▶ [What you have to do] Return the full text comparing the Lumia 950 and Galaxy S20 cameras, word for word and unchanged.
-- start Selected excerpt --
Lumia 950 and Galaxy S20

Let's start with a few specs, obviously favouring the far newer device, but worth noting anyway:

Lumia 950 Galaxy S20

Single camera:

20 MP, f/1.9, 1/2.4", PDAF, OIS

Three cameras(!):

12 MP, f/1.8, 26mm (wide)1/1.76", Dual Pixel PDAF, OIS
64 MP, f/2.0, 1/1.72", PDAF, OIS, 3x hybrid zoom
12 MP, f/2.2, 13mm (ultrawide)

What Samsung has done here doesn't make a whole lot of sense, to be honest. The main camera should be pretty good, with a decent sensor with large pixels and OIS. But it all falls apart with zoom, where the 64MP unit doesn't cut in until 2x, at which point you've had between 1 and 1.9x digital (lossy) zoom from the main camera. And then when you get to the 64MP unit, you're only using the centre quarter, i.e. 3/4 of the sensor isn't used at all!!

Quite bizarre. And the only explanation I can think of is that the 64MP was needed for the '8k video' claim and that still image functions were partly shoehorned in on the back of that. Mind you, the Lumia 950 itself isn't known for great zoom (unlike the 1020) - its lossless zoom range is only about 1.5x. So in that sense these phones aren't a terrible match!
-- end Selected excerpt --
-- start Entries shown --
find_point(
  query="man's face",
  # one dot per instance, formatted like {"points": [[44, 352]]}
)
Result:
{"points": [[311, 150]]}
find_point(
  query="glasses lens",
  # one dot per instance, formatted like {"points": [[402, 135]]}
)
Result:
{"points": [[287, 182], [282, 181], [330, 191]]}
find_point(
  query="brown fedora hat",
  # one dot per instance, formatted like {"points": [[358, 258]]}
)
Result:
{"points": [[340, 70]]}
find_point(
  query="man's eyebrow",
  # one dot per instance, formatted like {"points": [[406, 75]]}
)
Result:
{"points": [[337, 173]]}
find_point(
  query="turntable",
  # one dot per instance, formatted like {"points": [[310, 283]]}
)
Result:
-- end Entries shown --
-- start Entries shown --
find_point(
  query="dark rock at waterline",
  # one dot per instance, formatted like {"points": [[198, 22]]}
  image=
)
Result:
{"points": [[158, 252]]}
-- end Entries shown --
-- start Entries shown --
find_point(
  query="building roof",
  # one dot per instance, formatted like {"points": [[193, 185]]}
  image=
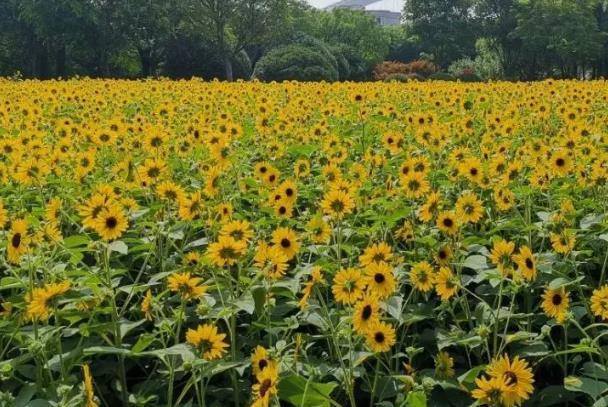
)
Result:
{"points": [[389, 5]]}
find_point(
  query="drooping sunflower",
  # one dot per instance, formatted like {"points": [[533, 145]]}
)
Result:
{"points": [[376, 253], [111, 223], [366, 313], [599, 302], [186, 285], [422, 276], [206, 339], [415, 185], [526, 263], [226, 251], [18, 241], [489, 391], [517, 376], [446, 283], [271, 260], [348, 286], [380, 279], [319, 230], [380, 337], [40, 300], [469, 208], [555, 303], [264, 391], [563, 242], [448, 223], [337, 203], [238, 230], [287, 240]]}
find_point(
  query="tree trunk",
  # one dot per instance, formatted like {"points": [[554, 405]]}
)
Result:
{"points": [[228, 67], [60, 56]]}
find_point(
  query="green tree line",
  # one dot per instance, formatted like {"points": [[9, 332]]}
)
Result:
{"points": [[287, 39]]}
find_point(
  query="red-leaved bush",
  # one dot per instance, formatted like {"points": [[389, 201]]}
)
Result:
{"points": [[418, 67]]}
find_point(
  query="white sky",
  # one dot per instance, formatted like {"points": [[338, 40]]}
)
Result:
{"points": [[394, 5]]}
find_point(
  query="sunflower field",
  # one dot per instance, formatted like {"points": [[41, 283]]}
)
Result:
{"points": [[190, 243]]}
-- end Entries shown --
▶ [Exercise output]
Lumia 950 and Galaxy S20

Let's start with a few specs, obviously favouring the far newer device, but worth noting anyway:

Lumia 950 Galaxy S20

Single camera:

20 MP, f/1.9, 1/2.4", PDAF, OIS

Three cameras(!):

12 MP, f/1.8, 26mm (wide)1/1.76", Dual Pixel PDAF, OIS
64 MP, f/2.0, 1/1.72", PDAF, OIS, 3x hybrid zoom
12 MP, f/2.2, 13mm (ultrawide)

What Samsung has done here doesn't make a whole lot of sense, to be honest. The main camera should be pretty good, with a decent sensor with large pixels and OIS. But it all falls apart with zoom, where the 64MP unit doesn't cut in until 2x, at which point you've had between 1 and 1.9x digital (lossy) zoom from the main camera. And then when you get to the 64MP unit, you're only using the centre quarter, i.e. 3/4 of the sensor isn't used at all!!

Quite bizarre. And the only explanation I can think of is that the 64MP was needed for the '8k video' claim and that still image functions were partly shoehorned in on the back of that. Mind you, the Lumia 950 itself isn't known for great zoom (unlike the 1020) - its lossless zoom range is only about 1.5x. So in that sense these phones aren't a terrible match!